SET EXERCISE: Give again the lines of the listing from the one holding "on wall --mode=segment" through the end, inclusive, requests included. Rescale every outline coordinate in the answers by 2.6, rounding each result to a whole number with halves going up.

____ INFORMATION PROVIDED

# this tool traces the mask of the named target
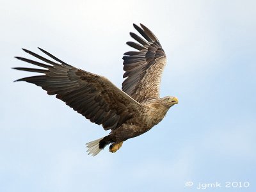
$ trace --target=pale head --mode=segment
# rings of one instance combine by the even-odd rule
[[[178,99],[173,96],[166,96],[161,99],[162,100],[162,103],[168,108],[170,108],[179,102]]]

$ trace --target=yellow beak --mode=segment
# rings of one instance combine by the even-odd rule
[[[179,103],[178,98],[177,98],[177,97],[173,97],[172,99],[173,99],[173,100],[174,100],[174,101],[175,102],[175,104]]]

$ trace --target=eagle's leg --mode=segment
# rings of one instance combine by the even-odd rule
[[[111,153],[115,153],[116,152],[116,150],[118,150],[119,148],[120,148],[120,147],[122,147],[122,145],[123,145],[123,142],[120,142],[118,143],[113,143],[111,145],[110,145],[109,146],[109,151]]]

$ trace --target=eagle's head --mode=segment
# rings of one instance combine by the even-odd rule
[[[178,99],[173,96],[166,96],[162,98],[162,102],[167,107],[170,108],[179,102]]]

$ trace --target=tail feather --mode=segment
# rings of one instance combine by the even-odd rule
[[[88,155],[92,154],[92,156],[95,156],[98,154],[102,149],[99,147],[99,143],[104,138],[99,138],[95,141],[92,141],[86,143],[86,147],[88,148],[86,152],[88,152]]]

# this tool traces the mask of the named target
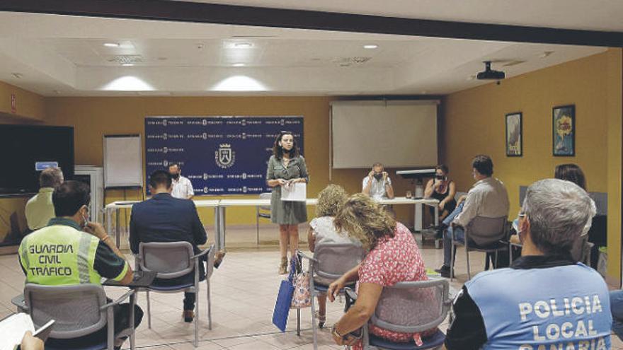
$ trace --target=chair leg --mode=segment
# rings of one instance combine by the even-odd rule
[[[469,272],[469,250],[467,249],[467,242],[465,242],[465,259],[467,261],[467,281],[471,279],[471,274]]]
[[[199,346],[199,288],[195,288],[195,347]]]
[[[212,303],[210,300],[210,279],[205,278],[205,290],[207,294],[207,329],[212,330]]]
[[[318,329],[316,329],[317,325],[316,324],[316,296],[314,293],[311,293],[312,296],[312,330],[314,334],[314,350],[316,350],[318,349]]]
[[[452,247],[450,248],[450,282],[455,278],[455,258],[456,257],[456,254],[457,250],[455,249],[455,245],[452,245]]]
[[[297,335],[301,336],[301,309],[297,309]]]
[[[147,291],[147,328],[152,329],[152,303],[149,302],[149,291]]]
[[[491,255],[489,253],[485,253],[484,256],[484,270],[486,271],[489,269],[489,262],[491,259]]]
[[[256,206],[256,243],[260,245],[260,209]]]
[[[496,269],[498,268],[498,251],[497,250],[496,250],[496,260],[493,261],[493,269]]]

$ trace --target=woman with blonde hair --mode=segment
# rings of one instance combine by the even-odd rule
[[[426,270],[420,250],[411,231],[396,221],[368,196],[351,196],[340,209],[334,220],[336,228],[348,232],[357,238],[367,252],[361,264],[355,267],[329,286],[330,301],[349,282],[358,281],[357,303],[333,325],[333,340],[338,345],[361,343],[348,334],[365,322],[374,313],[384,286],[398,282],[425,281]],[[371,334],[394,342],[408,342],[426,336],[422,334],[400,333],[370,325]]]
[[[333,226],[333,218],[348,198],[346,191],[337,185],[329,185],[318,194],[316,217],[309,222],[307,231],[307,244],[312,252],[314,252],[316,245],[320,243],[360,244],[356,239],[338,233]],[[333,280],[314,276],[314,281],[316,284],[328,286]],[[318,327],[322,328],[326,322],[326,294],[318,296]]]

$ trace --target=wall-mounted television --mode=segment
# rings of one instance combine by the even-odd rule
[[[0,124],[0,195],[39,190],[39,174],[58,165],[74,178],[74,128]]]

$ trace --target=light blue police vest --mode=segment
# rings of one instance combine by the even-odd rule
[[[484,320],[483,349],[610,349],[608,288],[582,263],[499,269],[479,274],[465,286]]]

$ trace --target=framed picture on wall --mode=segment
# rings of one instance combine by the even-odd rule
[[[576,106],[554,107],[551,110],[554,156],[576,155]]]
[[[520,157],[522,154],[521,112],[506,115],[506,156]]]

________

WRITTEN ANSWER:
$ trace --target=framed picture on wall --mode=segment
# rings of one instance combine by the even-odd rule
[[[1498,276],[1440,278],[1433,286],[1440,406],[1498,403]]]
[[[1352,408],[1357,400],[1355,291],[1316,299],[1316,406]]]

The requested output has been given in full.